#### Dataset records ####

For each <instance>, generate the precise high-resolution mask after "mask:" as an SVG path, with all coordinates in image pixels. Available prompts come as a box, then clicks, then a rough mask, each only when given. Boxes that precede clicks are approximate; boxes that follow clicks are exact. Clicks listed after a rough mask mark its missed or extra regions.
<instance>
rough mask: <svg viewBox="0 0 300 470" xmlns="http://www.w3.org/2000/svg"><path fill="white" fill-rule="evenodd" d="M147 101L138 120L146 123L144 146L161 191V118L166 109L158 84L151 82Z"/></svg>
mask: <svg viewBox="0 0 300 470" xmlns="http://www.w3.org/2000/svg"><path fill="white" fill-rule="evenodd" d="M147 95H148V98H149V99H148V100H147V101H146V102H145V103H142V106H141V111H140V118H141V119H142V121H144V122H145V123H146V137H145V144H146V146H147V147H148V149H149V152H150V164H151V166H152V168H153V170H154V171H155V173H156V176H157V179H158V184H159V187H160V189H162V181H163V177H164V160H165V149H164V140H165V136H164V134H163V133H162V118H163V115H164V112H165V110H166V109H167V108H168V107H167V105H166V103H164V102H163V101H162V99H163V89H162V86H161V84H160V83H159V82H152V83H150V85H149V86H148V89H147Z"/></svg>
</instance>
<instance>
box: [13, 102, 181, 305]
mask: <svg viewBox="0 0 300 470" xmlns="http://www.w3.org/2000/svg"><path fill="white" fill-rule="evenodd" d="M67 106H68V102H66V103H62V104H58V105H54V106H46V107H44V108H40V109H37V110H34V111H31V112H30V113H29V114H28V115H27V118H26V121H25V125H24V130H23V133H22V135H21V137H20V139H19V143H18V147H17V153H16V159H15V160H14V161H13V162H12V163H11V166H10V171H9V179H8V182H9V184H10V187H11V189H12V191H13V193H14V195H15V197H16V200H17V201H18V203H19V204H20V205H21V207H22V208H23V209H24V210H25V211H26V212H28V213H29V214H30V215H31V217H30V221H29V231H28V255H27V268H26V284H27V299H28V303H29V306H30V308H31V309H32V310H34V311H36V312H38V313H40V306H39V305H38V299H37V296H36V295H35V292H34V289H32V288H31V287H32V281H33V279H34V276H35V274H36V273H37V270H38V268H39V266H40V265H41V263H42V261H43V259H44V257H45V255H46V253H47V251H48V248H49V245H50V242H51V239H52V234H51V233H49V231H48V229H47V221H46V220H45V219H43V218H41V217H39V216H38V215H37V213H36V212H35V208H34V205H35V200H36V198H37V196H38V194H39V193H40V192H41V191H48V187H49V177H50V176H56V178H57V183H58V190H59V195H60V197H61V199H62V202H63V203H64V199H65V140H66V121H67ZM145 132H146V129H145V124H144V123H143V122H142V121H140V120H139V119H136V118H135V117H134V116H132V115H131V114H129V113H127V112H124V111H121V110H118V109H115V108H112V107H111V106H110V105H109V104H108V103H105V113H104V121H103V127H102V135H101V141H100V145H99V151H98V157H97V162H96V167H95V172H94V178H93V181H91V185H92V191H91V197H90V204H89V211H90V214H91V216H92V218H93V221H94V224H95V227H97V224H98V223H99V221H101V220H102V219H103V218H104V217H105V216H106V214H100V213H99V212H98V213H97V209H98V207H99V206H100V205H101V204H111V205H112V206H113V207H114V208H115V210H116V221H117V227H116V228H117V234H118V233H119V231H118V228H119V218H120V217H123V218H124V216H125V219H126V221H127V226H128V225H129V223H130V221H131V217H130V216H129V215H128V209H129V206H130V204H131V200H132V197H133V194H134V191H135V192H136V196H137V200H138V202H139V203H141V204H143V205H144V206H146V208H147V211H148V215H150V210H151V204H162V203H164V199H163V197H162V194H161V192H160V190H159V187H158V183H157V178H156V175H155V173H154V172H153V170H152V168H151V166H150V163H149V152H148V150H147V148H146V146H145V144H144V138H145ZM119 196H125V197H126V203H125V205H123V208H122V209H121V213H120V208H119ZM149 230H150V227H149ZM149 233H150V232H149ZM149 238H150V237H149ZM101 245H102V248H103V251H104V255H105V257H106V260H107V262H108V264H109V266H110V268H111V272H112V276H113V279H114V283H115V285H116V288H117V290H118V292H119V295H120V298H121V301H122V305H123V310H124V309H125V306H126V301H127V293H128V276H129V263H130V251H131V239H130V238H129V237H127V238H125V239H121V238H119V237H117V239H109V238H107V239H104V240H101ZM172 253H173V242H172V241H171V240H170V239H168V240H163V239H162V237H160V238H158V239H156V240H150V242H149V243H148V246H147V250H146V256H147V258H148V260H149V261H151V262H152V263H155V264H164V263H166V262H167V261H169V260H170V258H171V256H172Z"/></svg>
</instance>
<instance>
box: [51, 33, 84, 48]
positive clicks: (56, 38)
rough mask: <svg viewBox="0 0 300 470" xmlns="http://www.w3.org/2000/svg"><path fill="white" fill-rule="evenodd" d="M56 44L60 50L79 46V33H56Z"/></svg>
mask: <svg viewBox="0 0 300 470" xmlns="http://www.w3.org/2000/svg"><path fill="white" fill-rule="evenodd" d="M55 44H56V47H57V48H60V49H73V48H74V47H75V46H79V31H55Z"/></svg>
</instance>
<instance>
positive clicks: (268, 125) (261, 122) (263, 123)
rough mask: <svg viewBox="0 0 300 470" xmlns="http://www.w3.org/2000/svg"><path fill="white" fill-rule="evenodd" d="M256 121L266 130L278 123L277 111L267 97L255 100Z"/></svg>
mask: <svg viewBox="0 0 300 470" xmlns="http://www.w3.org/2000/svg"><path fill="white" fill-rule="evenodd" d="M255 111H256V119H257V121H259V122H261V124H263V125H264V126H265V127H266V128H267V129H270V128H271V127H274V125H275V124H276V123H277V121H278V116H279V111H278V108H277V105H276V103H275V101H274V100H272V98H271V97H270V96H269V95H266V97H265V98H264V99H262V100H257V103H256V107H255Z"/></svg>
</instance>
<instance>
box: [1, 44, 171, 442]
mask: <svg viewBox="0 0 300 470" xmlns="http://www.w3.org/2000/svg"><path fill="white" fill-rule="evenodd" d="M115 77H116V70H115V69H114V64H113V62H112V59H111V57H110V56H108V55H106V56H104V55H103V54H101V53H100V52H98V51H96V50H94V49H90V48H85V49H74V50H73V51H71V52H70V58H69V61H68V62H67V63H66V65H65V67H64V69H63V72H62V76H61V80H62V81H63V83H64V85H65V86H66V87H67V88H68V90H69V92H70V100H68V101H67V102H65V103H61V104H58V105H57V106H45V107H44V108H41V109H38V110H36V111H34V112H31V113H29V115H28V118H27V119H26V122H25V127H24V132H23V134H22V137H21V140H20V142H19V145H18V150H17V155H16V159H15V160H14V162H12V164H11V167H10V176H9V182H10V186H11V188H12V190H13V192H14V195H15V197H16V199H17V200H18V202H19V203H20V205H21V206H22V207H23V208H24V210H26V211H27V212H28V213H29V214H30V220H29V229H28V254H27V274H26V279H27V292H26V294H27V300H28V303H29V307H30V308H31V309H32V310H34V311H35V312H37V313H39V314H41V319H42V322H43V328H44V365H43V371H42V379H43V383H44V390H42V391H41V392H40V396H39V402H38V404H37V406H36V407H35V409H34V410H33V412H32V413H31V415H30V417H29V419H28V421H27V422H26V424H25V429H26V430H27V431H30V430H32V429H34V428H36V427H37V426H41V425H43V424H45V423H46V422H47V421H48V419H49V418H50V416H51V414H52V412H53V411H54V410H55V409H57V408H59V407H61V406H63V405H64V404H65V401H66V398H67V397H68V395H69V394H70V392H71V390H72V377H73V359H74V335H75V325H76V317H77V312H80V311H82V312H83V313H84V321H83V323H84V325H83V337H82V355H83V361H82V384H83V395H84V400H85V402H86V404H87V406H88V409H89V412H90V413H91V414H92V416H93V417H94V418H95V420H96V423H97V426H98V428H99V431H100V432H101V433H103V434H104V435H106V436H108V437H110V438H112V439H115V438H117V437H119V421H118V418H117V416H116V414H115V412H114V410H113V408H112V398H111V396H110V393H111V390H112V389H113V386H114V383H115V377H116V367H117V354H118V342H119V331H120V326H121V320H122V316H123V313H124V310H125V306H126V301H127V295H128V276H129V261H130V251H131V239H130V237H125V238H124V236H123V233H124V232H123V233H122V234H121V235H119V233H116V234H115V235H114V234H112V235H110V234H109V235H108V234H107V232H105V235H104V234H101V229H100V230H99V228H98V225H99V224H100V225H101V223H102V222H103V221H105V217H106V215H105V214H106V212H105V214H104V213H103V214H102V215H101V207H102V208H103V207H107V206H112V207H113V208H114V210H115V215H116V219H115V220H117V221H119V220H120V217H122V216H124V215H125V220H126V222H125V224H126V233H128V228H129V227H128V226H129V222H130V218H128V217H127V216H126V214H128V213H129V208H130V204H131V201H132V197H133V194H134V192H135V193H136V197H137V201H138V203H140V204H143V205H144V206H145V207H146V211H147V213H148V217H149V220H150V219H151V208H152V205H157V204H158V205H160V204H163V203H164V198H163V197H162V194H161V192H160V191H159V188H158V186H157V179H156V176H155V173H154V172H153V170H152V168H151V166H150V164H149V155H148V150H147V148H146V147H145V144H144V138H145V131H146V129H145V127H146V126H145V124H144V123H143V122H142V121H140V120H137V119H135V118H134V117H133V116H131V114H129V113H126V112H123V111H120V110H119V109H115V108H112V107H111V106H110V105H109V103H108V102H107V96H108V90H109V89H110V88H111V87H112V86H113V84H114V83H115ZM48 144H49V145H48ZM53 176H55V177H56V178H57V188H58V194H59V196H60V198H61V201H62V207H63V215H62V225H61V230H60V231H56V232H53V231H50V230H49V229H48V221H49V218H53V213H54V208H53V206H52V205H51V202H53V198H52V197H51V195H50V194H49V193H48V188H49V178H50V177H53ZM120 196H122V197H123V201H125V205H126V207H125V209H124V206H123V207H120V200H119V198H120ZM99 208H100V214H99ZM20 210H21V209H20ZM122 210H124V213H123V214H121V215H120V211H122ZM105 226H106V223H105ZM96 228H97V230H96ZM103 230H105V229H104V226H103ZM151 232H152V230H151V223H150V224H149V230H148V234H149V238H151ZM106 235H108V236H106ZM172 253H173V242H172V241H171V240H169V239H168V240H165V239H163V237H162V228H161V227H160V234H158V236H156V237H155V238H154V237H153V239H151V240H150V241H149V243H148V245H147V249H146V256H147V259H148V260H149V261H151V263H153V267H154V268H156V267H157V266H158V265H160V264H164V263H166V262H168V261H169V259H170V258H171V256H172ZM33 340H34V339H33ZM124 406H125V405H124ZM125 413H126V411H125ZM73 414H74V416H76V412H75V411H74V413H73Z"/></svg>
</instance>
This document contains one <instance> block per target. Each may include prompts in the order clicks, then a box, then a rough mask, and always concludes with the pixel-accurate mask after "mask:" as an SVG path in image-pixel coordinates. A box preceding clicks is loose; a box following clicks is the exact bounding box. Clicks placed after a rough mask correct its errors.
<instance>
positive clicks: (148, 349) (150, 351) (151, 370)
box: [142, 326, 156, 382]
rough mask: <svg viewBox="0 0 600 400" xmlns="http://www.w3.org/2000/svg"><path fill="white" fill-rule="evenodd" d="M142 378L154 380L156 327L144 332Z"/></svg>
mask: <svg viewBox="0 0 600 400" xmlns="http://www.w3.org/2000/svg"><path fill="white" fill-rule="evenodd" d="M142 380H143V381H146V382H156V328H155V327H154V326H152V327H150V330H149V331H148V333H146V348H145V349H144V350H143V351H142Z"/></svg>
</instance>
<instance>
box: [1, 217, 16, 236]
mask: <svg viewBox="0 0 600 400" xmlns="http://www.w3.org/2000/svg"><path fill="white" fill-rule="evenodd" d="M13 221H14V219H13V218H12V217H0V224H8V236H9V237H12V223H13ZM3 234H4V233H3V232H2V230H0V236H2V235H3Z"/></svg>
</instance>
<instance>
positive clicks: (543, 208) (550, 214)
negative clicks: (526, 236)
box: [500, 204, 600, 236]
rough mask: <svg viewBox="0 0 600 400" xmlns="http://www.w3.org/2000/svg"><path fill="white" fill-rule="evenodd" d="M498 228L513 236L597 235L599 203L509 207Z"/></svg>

####

From the data above, reproduce word for word the lines running from the line with "box: [51, 33, 84, 48]" to the line with "positive clicks: (268, 125)", ends included.

box: [51, 33, 84, 48]
positive clicks: (56, 38)
rough mask: <svg viewBox="0 0 300 470" xmlns="http://www.w3.org/2000/svg"><path fill="white" fill-rule="evenodd" d="M56 44L60 50L79 46V33H56Z"/></svg>
mask: <svg viewBox="0 0 300 470" xmlns="http://www.w3.org/2000/svg"><path fill="white" fill-rule="evenodd" d="M55 44H56V47H57V48H60V49H73V48H74V47H75V46H79V31H55Z"/></svg>
</instance>
<instance>
positive clicks: (268, 125) (261, 122) (263, 123)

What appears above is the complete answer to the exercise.